▶ _THE TASK_:
Write out every item below word for word, leaving out the pictures.
_____
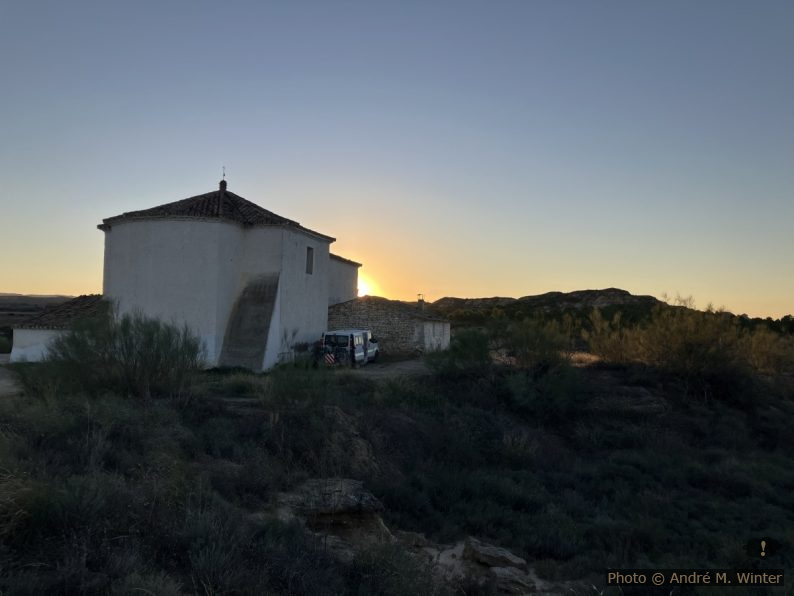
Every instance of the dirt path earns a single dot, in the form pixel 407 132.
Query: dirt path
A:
pixel 8 382
pixel 392 370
_____
▶ _SOLUTION BELOW_:
Every instance of the dirt path earns a single dot, in the form pixel 407 132.
Query: dirt path
A:
pixel 8 382
pixel 392 370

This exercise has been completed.